[Tarefas propostas]:
a – De acordo com o texto sobre as eleições espanholas, em que mês e ano o debate espanhol passou a ser quase monopolizado pela questão territorial?
b – Cite o texto sobre as eleições espanholas, tudo desde "Durante a campanha" até "moção de censura.".
____ Trecho fornecido
Questão regional sufoca outros temas; no poder, socialistas devem vencer, mas sem levar maioria
Lucas Neves / Folha de S. Paulo
MADRI E BARCELONA - Se o brexit parasita a política britânica há três anos, a vida pública na Espanha também tem, há praticamente um ano, um monotema para chamar de seu: a relação a estabelecer com o movimento separatista da Catalunha.
Durante a campanha para as eleições parlamentares deste domingo (28), as terceiras em menos de quatro anos, caminhos distintos convergiram para um só “entroncamento”.
A direita dizia que era preciso sufocar o independentismo, enquanto a esquerda defendia o diálogo, cuidando para não soar afável demais —“não é não”, repetia nos últimos dias o premiê Pedro Sánchez (PSOE, socialista), fechando a porta à possibilidade de uma consulta popular sobre um secessionismo que polariza inclusive na sociedade catalã.
O quase monopólio da questão territorial sobre o debate espanhol teve seus primeiros lances em junho de 2018, quando o governo conservador de Mariano Rajoy, caiu após a aprovação, no Legislativo, de uma moção de censura.
O gatilho foi a condenação do PP (Partido Popular), sigla de Rajoy, por um esquema de propina em contratos públicos que funcionou por três décadas, segundo a Justiça. Para derrubar o líder direitista, os votos dos partidos separatistas da Catalunha mostraram-se essenciais.
________
____ Trechos do material
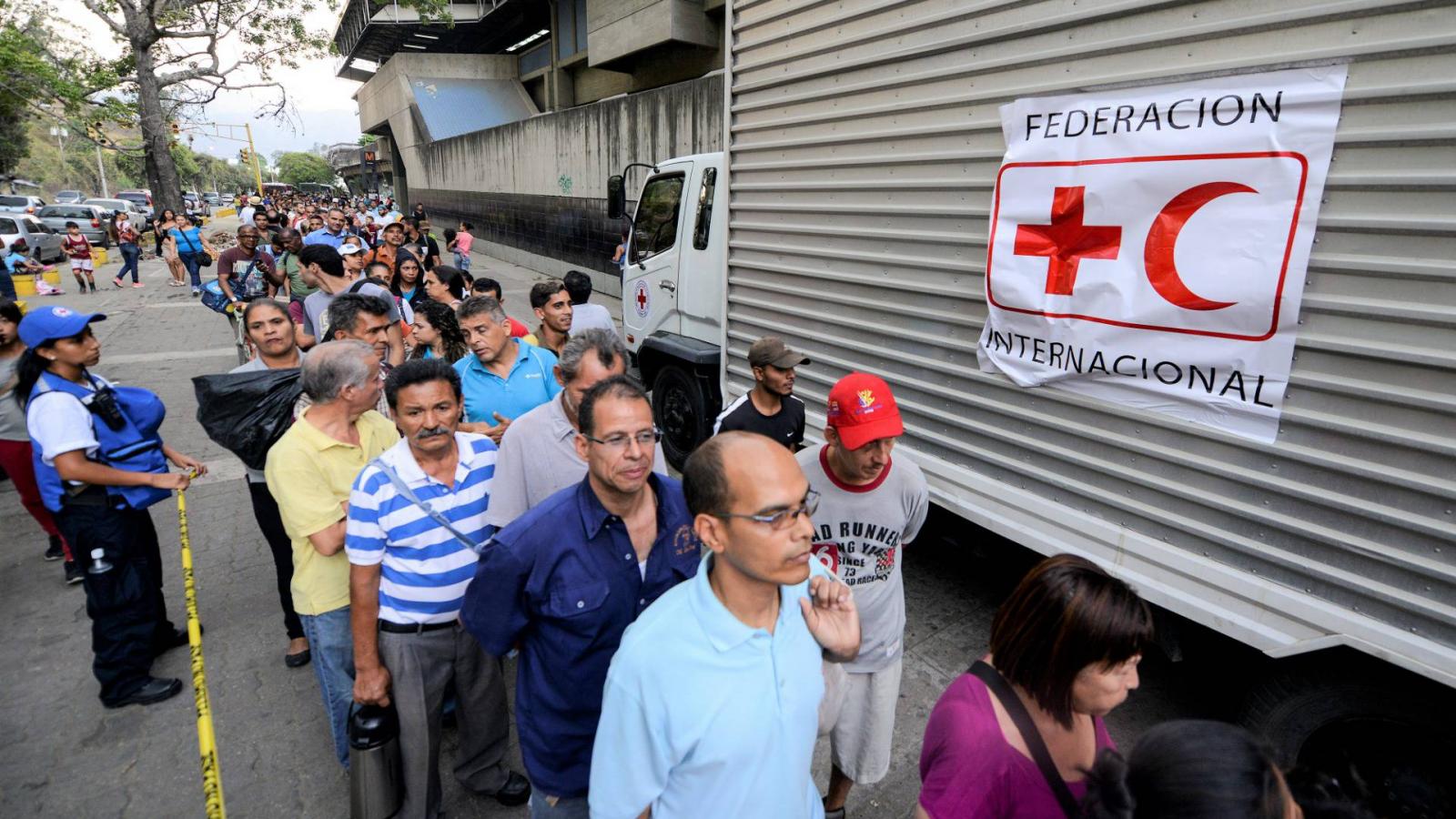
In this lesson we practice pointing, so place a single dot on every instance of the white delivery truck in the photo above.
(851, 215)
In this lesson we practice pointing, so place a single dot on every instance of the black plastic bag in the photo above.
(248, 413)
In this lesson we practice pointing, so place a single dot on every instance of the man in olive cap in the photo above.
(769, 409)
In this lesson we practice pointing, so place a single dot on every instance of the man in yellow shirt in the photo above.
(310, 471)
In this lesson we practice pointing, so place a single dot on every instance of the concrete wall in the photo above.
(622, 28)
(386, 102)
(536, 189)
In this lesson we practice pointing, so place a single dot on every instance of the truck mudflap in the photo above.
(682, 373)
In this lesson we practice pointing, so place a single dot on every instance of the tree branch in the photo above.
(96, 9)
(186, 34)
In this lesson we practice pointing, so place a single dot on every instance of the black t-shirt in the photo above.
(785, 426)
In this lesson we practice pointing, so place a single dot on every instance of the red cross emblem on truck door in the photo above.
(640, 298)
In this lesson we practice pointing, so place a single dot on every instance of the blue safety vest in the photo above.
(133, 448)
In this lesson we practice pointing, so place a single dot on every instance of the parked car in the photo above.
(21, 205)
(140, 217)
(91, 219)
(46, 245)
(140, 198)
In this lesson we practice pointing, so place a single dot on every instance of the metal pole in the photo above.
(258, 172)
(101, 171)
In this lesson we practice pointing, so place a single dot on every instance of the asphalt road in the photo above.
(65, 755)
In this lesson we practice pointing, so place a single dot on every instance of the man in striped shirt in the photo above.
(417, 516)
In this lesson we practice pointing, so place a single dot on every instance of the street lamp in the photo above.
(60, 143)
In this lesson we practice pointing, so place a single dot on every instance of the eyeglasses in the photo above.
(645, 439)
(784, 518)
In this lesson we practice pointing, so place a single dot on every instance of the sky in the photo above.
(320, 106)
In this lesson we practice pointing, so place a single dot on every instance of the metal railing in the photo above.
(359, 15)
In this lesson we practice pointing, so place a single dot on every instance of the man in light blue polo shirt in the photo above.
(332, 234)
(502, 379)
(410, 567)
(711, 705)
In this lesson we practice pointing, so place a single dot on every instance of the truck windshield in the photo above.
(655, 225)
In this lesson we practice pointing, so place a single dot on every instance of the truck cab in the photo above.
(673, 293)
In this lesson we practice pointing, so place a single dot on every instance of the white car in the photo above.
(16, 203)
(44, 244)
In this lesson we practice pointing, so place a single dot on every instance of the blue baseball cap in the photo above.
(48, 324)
________
____ Trechos do material
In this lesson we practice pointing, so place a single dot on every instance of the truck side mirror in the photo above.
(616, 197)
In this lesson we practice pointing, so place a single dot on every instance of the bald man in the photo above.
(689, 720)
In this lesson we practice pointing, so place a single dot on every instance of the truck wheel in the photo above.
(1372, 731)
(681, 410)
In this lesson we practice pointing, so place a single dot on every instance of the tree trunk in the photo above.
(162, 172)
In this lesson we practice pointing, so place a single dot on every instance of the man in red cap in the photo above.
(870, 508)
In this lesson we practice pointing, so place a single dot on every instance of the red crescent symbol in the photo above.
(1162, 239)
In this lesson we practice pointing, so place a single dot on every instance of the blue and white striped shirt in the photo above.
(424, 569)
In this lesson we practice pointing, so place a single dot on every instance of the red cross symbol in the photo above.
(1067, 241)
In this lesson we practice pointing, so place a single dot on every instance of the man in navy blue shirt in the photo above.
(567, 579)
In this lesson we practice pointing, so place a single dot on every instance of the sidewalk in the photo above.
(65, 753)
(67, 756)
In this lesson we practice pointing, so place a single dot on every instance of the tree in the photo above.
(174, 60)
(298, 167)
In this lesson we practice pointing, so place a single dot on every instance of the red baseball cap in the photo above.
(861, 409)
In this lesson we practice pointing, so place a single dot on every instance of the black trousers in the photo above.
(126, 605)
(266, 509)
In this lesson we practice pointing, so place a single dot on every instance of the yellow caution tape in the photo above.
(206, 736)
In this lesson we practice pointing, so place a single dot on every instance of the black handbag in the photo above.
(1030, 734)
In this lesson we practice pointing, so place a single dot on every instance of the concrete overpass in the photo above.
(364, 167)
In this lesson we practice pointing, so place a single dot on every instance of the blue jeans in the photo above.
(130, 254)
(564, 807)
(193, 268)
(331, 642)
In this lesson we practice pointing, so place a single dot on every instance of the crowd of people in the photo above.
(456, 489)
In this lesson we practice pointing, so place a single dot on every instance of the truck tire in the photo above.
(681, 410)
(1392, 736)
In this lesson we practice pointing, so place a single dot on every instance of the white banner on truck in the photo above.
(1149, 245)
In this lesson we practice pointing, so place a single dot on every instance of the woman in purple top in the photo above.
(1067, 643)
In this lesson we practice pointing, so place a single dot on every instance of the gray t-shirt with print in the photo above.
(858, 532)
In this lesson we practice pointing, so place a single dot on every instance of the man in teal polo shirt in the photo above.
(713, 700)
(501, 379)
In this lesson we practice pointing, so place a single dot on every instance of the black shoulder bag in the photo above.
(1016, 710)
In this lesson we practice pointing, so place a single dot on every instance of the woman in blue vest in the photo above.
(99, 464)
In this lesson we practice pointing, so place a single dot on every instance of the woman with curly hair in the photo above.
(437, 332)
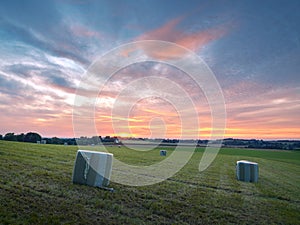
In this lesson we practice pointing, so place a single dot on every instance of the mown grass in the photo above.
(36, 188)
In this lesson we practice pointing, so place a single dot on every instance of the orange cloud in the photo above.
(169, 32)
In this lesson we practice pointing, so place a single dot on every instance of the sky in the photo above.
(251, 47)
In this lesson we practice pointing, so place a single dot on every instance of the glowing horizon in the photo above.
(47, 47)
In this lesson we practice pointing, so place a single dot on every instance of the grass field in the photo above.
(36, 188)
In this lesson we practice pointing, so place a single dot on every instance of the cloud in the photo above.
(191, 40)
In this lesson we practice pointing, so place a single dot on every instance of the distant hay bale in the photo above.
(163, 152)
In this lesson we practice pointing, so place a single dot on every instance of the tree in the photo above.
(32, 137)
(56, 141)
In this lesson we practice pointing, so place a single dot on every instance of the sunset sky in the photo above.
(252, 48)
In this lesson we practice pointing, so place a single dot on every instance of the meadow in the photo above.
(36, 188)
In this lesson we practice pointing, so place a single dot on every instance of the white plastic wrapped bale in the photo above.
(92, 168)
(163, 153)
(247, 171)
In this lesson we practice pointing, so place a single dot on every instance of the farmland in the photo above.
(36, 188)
________
____ Trechos do material
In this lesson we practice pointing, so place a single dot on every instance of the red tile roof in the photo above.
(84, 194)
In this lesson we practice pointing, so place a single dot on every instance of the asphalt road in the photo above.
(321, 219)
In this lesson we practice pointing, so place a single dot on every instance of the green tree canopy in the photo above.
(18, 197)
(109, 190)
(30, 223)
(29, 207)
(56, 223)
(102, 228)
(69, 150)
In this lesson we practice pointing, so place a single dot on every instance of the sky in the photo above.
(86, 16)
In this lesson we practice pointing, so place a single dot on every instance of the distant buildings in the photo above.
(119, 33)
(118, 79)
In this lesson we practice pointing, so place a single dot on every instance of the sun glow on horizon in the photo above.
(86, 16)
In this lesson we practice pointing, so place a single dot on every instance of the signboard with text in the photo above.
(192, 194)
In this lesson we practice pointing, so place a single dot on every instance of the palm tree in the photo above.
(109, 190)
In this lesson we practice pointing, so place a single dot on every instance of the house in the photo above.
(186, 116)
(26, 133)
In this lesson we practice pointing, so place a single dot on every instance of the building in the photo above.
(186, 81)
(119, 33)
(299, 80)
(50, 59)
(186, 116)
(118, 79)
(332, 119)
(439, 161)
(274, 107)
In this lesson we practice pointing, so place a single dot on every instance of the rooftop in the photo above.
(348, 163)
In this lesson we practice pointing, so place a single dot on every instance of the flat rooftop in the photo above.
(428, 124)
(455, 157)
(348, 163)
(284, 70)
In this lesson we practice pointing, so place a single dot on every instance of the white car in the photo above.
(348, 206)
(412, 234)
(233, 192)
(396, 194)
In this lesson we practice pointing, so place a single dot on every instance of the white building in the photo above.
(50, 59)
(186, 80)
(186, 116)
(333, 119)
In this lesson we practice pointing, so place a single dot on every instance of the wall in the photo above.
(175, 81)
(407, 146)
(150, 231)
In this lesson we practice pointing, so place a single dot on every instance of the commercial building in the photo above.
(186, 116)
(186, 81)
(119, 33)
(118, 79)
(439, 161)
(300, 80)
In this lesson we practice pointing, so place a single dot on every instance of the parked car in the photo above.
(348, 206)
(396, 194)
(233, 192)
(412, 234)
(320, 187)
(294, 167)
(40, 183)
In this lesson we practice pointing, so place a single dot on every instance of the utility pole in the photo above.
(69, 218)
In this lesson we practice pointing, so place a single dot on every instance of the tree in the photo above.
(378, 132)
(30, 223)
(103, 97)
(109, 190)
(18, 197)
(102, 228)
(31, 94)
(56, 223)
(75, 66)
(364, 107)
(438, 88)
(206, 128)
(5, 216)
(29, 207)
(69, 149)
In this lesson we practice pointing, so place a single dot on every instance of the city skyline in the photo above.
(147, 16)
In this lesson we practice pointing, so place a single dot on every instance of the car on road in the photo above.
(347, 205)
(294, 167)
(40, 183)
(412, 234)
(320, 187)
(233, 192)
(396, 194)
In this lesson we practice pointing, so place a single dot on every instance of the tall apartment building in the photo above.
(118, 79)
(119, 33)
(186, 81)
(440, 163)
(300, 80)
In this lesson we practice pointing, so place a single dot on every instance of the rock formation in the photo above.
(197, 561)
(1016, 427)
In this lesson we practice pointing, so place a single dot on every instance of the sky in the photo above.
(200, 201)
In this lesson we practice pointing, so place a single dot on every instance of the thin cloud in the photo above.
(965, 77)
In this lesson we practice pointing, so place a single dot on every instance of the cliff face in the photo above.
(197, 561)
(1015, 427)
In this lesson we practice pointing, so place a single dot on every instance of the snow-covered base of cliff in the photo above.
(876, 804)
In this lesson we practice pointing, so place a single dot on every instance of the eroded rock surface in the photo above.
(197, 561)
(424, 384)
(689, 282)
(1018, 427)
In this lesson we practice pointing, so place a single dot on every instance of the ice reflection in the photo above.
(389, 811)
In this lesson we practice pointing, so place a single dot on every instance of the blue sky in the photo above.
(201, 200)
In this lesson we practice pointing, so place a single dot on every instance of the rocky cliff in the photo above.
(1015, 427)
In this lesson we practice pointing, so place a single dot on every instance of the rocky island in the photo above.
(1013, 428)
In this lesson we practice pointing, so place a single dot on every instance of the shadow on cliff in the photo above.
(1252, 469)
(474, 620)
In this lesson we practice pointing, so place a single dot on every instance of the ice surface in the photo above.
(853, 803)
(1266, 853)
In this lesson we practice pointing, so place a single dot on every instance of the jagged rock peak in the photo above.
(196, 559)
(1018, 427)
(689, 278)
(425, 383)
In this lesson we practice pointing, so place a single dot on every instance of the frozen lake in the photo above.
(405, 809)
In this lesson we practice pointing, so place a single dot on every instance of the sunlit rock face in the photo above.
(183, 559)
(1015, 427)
________
[Resultados das tarefas]:
a – Em junho de 2018, quando caiu o governo conservador de Mariano Rajoy.

b –
Durante a campanha para as eleições parlamentares deste domingo (28), as terceiras em menos de quatro anos, caminhos distintos convergiram para um só “entroncamento”.
A direita dizia que era preciso sufocar o independentismo, enquanto a esquerda defendia o diálogo, cuidando para não soar afável demais —“não é não”, repetia nos últimos dias o premiê Pedro Sánchez (PSOE, socialista), fechando a porta à possibilidade de uma consulta popular sobre um secessionismo que polariza inclusive na sociedade catalã.
O quase monopólio da questão territorial sobre o debate espanhol teve seus primeiros lances em junho de 2018, quando o governo conservador de Mariano Rajoy, caiu após a aprovação, no Legislativo, de uma moção de censura.